- **The task**
Please give the whole listing again exactly, without any of its pictures.

- **Material provided**
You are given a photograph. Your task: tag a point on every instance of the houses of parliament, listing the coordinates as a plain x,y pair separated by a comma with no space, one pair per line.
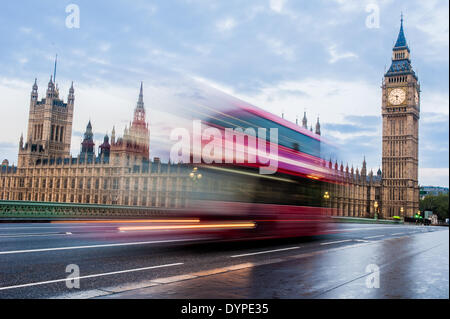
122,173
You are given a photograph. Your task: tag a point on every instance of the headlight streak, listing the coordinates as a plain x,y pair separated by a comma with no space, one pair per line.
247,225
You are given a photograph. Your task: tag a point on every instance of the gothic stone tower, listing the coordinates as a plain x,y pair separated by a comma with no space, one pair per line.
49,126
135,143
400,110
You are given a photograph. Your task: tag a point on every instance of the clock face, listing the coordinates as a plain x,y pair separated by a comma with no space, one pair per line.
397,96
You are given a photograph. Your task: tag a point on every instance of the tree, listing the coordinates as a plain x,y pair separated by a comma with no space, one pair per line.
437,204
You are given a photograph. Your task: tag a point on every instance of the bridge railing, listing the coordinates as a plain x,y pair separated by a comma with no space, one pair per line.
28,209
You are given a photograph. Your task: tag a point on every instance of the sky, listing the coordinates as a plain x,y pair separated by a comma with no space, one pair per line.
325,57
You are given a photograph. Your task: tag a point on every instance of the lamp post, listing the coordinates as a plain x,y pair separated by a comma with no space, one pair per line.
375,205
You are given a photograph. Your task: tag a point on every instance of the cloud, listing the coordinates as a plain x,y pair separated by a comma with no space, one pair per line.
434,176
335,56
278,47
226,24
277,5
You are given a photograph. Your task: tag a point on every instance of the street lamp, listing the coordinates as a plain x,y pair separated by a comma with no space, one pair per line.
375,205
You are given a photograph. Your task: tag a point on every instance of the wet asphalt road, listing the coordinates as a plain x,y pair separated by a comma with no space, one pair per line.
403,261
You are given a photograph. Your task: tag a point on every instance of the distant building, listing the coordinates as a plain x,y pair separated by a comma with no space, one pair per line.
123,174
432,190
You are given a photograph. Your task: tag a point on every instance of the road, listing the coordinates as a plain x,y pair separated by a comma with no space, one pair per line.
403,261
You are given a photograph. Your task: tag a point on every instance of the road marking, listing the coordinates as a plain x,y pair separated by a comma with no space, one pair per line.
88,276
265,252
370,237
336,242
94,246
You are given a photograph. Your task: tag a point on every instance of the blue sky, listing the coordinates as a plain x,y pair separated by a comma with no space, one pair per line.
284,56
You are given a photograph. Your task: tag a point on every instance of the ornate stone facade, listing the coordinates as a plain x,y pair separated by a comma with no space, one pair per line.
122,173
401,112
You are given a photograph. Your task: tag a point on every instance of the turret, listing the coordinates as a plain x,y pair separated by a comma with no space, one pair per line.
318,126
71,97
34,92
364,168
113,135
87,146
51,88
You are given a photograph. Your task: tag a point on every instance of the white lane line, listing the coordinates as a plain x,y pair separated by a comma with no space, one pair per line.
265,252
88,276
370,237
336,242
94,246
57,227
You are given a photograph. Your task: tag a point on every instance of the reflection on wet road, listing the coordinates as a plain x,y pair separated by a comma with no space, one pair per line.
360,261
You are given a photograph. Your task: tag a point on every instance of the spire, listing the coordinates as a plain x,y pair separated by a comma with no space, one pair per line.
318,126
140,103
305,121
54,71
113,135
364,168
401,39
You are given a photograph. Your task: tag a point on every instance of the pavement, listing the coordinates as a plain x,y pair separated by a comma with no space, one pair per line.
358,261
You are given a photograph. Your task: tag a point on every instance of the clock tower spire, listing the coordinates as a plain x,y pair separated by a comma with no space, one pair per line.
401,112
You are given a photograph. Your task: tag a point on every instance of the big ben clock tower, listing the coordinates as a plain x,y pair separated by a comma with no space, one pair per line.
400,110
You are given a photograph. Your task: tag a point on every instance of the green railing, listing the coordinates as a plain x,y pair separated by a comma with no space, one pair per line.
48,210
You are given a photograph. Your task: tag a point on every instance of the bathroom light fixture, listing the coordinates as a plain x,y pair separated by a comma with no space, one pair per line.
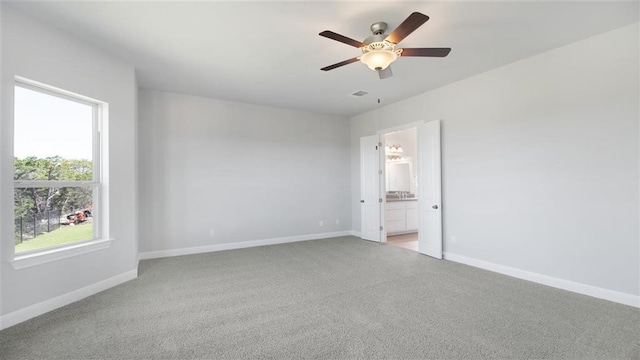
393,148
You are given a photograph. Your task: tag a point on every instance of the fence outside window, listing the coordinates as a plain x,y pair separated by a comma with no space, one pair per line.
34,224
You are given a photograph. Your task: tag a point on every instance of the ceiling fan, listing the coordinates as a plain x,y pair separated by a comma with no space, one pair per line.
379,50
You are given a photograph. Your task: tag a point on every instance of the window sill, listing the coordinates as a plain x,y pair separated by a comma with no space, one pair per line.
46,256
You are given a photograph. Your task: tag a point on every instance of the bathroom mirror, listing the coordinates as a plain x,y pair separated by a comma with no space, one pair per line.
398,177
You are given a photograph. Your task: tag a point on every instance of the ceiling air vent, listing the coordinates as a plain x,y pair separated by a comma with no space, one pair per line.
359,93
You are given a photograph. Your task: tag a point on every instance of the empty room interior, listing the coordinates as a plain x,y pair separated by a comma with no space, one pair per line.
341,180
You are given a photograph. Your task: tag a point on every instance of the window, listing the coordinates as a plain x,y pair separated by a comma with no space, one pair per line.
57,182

- **Solution to the problem**
You are given a photograph. Your task: tag a point on every instance of the houses of parliament, listing the coordinates as a plain x,y pair separated by a comma with no space, one pair per line.
122,173
You are given a photograph. Your task: tag a point on every instance of the headlight streak, listing the coordinates as a plain x,y pair separated by a comma with no space, one pair per line.
247,225
You are given a photograph. Your task: tag a point on every instance of the gothic stone tower, listing the coordinates as a plain x,y pair separated by a comma with no space, one pair per line.
49,126
135,143
400,110
You are given a photograph. Your task: tag a point on every instance of the clock face, listing the coordinates as a plain x,y pair separated by a comma with no space, one pair per line.
397,96
You are given a photograph. Your task: tag a point on every instance of the tree, listing the coordinates as a plain x,y pair separated by a comma with no space, one pair per line.
437,204
You are given a photograph. Your task: tag a point on every instance of the bridge railing, listing the coordinates as a plain x,y pair separated by a comma with no space, one pair per line.
28,209
You are given a photograph. Your task: tag a point on every instance of the sky, listing the coordinates as a plain x,y pair separated by a comma with no space, one pair per line.
325,57
You are given a photograph. Your task: tag a point on every instance of the lamp post, listing the coordinates as a plain x,y pair separated by a comma with no space, one pair per line.
375,205
You are given a photograph. Your task: tag a point on every instance of the cloud, listing the coordinates as a plain x,y pair separated by a comma with no space, one pair per line.
434,176
335,56
278,47
226,24
277,5
You are given a photograph. Your task: tag a point on every instance of the street lamp, listing the coordinates as a plain x,y pair separated by a comma with no space, one pair per line.
375,205
You are given a photograph. Your task: tag a point on every instance of the wet asphalt road, listing the coordinates as a plain x,y pair separated by a comma with no space, one pair per line.
403,261
You are given a photograph. Your task: tag a point on every instance of the distant building, listing the coordinates as a plain x,y pair separated by a comma with no space, one pair per line.
123,174
432,190
You are given a photograph. Your task: tag a point on every instance of the road, listing the coordinates as a plain x,y pair separated by a comma with no space, one pair per line.
403,261
You are given a photograph. Your task: tag a point on every instance of the road marking, listing the coordinates as a plain x,y pair separated by a comma with no space, one pair per line.
88,276
265,252
370,237
336,242
94,246
You are given a photograph. Your task: tag a point on every instance of the blue sky, listing the coordinates as a plain x,y pair separated by a comma with no space, one pair per line.
284,56
You are given a photograph. Your task: tag a point on every instance of the ornate stone facade, listing the coordinates as a plain x,y pair separated by a comma with no space, one pair per line.
122,173
401,112
You are given a photograph. Your task: tag a point on every instance of the turret, listing the coordinates as a plain x,y pair separated by a comma with no space, one pair per line.
318,126
71,97
34,92
364,168
113,135
87,146
51,88
You are given a photograph. Your task: tag a point on every instance of the white lane line, listing the coordinates as a plain x,y pair separated by a comma with no space, one pair per line.
265,252
88,276
370,237
336,242
94,246
57,227
You are given a photograph. Your task: tag a point on every instance of the reflection on wet road, listing the coordinates as a plain x,y pair separated by a comma with no space, one pair per line.
360,261
You are given a photograph. Your task: tag a point on every instance of the spire, listing the coordinates as a plain x,y pair separated by a comma with no space, one pair per line.
318,126
140,103
305,121
54,71
113,135
364,168
401,39
You are given a photograph. Your task: tag a point on every instance of the pavement, listing the coordinates as a plain x,y pair separated by a comma with no space, one pair per line.
358,261
You are given a photograph. Your task: tag a point on every instance of the clock tower spire, listing the coordinates as a plain x,y pair separated by a comma with no space, one pair per line.
401,112
You are given a photograph. Your task: tag a point on every instance of the big ben clock tower, listing the coordinates as a plain x,y pair separated by a comma with no space, one pair per line.
400,110
You are given a photograph. Your task: tag a point on every instance of the green railing, listing the coordinates as a plain x,y pair separated by a comma with no space, one pair per line.
48,210
You are given a photograph. Your task: tag a point on every instance of the bathroom light fixture, listing the coordinates as a plain x,y pair separated by a comma with no space, one pair per line.
393,148
You are given a photograph. Your task: tag a point on every instance of the fence outside window, listing the coordinates as a plain x,y pair separated by a comma with no space, one pair per line.
34,224
You are given a photograph. Your task: tag a point on every instance of the ceiling fan, listing the coordinates as a plain x,y pair separated by a comma with no space, one pair per line.
379,50
You are given a photograph. Your task: tag a point on every instance of the window sill, listing the coordinates as a plain x,y pair separated by a comma with no space, one pair per line.
46,256
You are given a photograph. Your task: tag a point on every instance of the bathroom mirror, listing the coordinates as a plain x,y pair separated by a comma with no space, one pair per line.
398,177
You are given a photograph. Your task: tag a point on every instance of the ceiling air vent, listing the coordinates as a plain x,y pair separated by a comma with no space, one pair per line.
359,93
You are given a photograph. Your task: tag a point on every instance of the empty room interior, listing the coordinates as a plain x,y pair separated by a comma with no space, one pair per line.
341,180
You are given a photograph. Your task: tag a point on every instance of the window, listing the coordinates as a plain x,y pair separated by a comma with no space, one pair per line.
57,182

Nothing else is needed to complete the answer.